> **What the task requires**: All lines of the entries with "below" in them must be listed.

> **Natural-language object grounding data**:
┌──

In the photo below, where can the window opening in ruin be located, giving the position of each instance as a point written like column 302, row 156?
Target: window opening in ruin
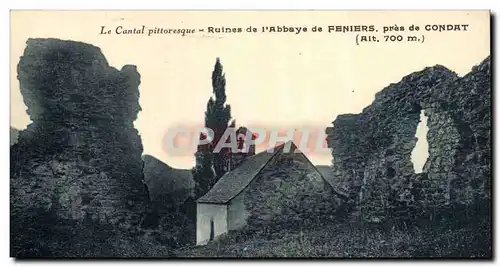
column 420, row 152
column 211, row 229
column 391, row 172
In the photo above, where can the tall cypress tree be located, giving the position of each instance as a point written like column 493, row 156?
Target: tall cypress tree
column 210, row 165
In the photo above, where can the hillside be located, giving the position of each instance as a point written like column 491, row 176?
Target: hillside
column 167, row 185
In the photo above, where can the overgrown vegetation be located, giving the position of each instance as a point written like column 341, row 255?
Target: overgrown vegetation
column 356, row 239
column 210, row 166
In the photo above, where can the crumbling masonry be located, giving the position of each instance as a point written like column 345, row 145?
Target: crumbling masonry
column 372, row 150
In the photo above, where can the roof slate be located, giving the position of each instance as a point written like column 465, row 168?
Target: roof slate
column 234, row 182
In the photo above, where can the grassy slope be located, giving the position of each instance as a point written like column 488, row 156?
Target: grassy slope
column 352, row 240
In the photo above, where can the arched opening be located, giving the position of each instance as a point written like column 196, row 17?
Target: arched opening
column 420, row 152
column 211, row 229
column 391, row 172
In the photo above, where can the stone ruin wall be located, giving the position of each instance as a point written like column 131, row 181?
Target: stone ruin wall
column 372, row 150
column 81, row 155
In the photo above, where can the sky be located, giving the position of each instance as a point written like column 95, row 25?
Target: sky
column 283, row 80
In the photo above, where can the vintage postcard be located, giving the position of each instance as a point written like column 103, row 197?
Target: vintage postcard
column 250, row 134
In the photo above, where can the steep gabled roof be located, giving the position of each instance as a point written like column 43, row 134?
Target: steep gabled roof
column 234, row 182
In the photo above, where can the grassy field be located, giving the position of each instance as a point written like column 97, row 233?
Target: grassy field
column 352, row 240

└──
┌──

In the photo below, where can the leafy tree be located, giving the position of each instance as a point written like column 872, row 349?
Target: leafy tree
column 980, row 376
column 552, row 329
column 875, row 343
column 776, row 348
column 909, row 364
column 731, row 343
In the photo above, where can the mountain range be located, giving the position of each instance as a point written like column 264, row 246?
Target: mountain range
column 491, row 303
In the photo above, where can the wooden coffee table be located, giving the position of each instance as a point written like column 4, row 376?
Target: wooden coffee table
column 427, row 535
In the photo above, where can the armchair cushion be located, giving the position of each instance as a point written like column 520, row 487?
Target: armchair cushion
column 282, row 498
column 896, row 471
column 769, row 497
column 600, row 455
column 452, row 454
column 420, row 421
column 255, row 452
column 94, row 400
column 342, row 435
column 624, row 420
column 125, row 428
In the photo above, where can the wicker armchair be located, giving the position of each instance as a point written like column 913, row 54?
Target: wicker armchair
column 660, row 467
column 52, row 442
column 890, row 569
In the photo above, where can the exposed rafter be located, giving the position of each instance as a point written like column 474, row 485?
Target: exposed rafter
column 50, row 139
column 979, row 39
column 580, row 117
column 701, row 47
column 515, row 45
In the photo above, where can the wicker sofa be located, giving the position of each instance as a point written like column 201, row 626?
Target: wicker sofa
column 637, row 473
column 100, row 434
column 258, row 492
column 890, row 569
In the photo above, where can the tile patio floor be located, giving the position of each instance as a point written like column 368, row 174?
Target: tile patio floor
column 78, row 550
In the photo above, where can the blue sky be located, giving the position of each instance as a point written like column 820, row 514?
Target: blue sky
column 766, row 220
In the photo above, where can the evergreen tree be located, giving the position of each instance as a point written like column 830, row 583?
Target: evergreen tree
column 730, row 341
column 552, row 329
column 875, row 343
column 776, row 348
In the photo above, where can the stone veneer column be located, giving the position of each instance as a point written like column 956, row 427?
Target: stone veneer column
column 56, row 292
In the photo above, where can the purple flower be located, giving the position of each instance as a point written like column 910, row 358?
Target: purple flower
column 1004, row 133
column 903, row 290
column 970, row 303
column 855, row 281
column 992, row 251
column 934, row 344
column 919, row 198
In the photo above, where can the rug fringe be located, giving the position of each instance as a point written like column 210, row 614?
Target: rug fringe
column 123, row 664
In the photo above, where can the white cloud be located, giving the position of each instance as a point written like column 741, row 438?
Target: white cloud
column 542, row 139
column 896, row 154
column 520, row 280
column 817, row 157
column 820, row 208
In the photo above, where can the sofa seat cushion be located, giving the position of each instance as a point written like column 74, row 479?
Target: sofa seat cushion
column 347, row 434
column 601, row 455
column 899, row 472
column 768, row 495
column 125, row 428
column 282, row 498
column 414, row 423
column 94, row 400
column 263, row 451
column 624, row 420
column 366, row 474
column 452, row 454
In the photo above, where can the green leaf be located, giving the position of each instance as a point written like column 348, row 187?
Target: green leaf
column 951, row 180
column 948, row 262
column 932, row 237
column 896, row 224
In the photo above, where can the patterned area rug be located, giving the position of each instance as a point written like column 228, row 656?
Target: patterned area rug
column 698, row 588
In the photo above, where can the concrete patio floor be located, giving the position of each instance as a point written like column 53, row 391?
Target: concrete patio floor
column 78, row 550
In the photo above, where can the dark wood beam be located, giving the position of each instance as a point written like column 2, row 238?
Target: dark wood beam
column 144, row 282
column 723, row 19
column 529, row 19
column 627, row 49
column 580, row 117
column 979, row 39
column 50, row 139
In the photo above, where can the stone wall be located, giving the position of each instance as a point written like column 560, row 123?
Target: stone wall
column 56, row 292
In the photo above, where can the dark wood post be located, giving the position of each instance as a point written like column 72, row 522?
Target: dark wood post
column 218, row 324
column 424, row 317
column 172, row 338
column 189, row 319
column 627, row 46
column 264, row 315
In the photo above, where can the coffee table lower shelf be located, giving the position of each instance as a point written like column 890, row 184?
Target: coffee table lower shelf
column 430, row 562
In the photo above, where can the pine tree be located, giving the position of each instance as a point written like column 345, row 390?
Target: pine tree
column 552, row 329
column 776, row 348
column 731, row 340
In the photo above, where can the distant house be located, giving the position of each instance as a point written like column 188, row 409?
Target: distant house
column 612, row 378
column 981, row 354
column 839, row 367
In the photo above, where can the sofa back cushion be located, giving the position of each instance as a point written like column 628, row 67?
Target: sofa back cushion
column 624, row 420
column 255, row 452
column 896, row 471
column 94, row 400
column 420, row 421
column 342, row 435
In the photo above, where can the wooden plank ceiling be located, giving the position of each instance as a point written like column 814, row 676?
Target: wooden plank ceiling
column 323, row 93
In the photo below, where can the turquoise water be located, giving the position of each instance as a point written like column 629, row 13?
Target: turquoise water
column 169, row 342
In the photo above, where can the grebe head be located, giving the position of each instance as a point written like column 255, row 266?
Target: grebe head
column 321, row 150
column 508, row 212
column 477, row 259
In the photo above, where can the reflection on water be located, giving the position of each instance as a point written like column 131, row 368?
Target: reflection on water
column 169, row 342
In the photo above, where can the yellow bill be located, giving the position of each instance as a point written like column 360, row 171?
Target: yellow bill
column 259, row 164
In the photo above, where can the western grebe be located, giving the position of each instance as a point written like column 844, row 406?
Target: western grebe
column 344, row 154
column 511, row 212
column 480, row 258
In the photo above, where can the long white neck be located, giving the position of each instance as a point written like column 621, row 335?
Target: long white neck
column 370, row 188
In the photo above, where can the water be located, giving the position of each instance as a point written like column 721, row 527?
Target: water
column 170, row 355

└──

> **Answer to this exercise**:
In the photo below, where can the window opening in ruin be located, giving the position of each instance as a point written like column 302, row 156?
In the photo below, where can the leafy tree be located, giving the position of each instance as a point written like column 872, row 349?
In the photo below, where can the turquoise water be located, giving the position of each instance as a point written like column 629, row 13?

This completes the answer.